April Book Choice
American Eclipse: A Nation’s Epic Race to Catch the Shadow of the Moon and Win the Glory of the World by David Baron
This month’s book chosen by Clara is a non-fiction book, which features a new afterword priming readers for the next total solar eclipse. This “essential’ (BBC) account brilliantly captures the celestial and human drama of eclipses.
With this “suspenseful narrative history” (Maureen Corrigan, NPR’s Fresh Air), award-winning science writer David Baron tells the story of the enterprising scientists—among them, planet hunter James Craig Watson, pioneering astronomer Maria Mitchell, and ambitious young inventor Thomas Edison—who raced to Wyoming and Colorado in the summer of 1878, at the dawn of the Gilded Age, to observe the first great American eclipse. Thrillingly re-creating the fierce jockeying of these nineteenth-century astronomers, Baron draws on years of “exhaustive research to reconstruct a remarkable chapter of U.S. history” (Lee Billings, Scientific American), when the fate of American science still hung precariously in the balance.

• _DATASET EXCERPTS_:
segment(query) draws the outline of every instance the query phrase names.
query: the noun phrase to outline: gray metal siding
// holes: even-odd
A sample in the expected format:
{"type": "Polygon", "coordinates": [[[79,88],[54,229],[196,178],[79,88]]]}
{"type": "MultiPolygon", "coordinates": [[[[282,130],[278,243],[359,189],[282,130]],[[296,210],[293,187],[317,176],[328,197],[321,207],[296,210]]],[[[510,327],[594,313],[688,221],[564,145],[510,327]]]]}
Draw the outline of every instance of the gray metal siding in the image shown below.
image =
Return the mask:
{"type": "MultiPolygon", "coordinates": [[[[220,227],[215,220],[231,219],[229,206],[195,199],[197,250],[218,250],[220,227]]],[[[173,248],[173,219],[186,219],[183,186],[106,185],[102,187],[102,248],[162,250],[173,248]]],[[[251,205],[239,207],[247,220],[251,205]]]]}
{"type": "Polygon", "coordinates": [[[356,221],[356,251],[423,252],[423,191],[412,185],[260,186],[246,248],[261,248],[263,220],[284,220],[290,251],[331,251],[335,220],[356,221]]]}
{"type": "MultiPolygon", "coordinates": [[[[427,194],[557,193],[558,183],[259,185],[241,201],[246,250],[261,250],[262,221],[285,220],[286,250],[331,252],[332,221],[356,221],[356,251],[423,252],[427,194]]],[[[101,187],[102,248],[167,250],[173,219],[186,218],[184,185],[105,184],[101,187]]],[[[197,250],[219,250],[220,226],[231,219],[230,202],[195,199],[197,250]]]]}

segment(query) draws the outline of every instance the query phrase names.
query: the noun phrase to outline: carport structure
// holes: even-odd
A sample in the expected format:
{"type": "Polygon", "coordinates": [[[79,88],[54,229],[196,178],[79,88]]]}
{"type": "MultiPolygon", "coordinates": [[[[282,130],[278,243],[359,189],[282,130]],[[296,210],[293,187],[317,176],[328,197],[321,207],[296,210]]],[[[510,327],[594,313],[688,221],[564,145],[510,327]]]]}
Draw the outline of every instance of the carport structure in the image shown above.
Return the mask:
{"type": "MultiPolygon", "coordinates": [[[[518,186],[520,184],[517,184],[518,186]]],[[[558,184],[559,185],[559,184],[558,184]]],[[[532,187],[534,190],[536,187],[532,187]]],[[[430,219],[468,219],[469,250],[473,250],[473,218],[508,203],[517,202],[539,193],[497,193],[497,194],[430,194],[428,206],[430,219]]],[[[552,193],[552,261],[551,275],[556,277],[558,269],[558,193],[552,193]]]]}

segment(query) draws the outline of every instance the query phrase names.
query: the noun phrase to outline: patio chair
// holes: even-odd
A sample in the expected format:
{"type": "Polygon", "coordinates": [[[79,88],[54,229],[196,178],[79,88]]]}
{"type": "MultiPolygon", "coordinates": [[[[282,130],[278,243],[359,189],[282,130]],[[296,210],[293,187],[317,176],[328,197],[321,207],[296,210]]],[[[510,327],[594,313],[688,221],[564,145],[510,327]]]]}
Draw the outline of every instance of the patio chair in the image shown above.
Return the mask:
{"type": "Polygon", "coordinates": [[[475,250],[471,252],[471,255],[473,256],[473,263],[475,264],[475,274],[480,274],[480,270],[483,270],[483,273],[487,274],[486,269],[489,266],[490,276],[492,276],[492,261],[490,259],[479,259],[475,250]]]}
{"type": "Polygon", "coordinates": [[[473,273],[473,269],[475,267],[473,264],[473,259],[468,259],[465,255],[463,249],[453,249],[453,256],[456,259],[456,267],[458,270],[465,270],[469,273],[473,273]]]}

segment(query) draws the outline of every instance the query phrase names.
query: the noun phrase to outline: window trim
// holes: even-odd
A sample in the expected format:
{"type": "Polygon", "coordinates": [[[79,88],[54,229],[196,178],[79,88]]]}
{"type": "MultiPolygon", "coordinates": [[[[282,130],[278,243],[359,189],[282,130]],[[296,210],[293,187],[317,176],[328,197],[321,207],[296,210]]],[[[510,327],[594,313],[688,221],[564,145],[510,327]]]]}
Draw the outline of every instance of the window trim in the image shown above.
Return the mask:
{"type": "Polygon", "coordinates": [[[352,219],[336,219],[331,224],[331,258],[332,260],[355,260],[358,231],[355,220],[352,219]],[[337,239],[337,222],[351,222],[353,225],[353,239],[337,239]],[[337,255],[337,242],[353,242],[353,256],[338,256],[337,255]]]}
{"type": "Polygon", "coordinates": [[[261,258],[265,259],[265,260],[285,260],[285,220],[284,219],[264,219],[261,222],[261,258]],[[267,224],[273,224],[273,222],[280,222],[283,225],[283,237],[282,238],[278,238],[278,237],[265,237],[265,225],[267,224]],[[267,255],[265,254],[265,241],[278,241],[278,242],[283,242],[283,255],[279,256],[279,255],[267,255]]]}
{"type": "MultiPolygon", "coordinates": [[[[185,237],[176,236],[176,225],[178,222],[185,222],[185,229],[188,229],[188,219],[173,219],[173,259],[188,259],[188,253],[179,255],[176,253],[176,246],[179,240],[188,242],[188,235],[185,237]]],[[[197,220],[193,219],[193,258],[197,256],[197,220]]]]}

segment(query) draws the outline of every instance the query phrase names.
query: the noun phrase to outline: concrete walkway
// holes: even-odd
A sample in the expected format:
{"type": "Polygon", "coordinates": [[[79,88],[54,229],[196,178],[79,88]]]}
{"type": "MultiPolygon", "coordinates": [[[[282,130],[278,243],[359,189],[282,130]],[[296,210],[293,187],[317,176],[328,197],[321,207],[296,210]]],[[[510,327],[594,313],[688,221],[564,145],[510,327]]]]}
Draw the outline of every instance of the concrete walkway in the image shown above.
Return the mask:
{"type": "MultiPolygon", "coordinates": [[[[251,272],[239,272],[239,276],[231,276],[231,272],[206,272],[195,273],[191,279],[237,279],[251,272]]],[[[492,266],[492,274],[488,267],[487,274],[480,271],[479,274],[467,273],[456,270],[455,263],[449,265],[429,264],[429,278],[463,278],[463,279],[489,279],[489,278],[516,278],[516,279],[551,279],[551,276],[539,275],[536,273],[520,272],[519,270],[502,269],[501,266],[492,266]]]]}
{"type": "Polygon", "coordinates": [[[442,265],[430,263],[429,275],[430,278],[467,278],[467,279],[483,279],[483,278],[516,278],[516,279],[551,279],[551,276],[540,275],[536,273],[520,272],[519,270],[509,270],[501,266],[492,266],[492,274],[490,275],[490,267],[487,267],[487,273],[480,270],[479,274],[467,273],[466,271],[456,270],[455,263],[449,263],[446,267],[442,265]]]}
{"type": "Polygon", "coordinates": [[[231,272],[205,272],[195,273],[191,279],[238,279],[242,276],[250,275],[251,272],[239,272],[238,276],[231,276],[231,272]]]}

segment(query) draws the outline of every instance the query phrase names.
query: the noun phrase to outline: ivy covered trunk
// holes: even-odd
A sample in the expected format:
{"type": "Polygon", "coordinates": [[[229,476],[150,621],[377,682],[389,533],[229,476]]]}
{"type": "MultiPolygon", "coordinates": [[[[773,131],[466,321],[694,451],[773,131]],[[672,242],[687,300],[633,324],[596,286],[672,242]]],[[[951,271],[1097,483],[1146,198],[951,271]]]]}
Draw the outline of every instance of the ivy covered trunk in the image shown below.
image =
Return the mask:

• _TASKS FOR THIS EXERCISE_:
1. Write out the passage of the American Eclipse book announcement that begins at the words "April Book Choice" and stops after "drama of eclipses.", copying it word for word.
2. Extend the American Eclipse book announcement with new sentences that follow its last sentence.

• _RESPONSES PER TASK_:
1.
April Book Choice
American Eclipse: A Nation’s Epic Race to Catch the Shadow of the Moon and Win the Glory of the World by David Baron
This month’s book chosen by Clara is a non-fiction book, which features a new afterword priming readers for the next total solar eclipse. This “essential’ (BBC) account brilliantly captures the celestial and human drama of eclipses.

2.
Now updated with an afterward that unites eclipses and eclipse-chasers past and present—revisiting the total solar eclipse of 2017 and looking forward to those of 2024, 2026, and beyond—American Eclipse reveals the enduring power of these ethereal events to bring people together across space and time. (Taken from the back cover; 2024)
The author
David Baron has served as science correspondent for NPR and chair in astrobiology at the Library of Congress. He is also the author of The Beast in the Garden: A Modern Parable of Man and Nature. He lives in Boulder, Colorado.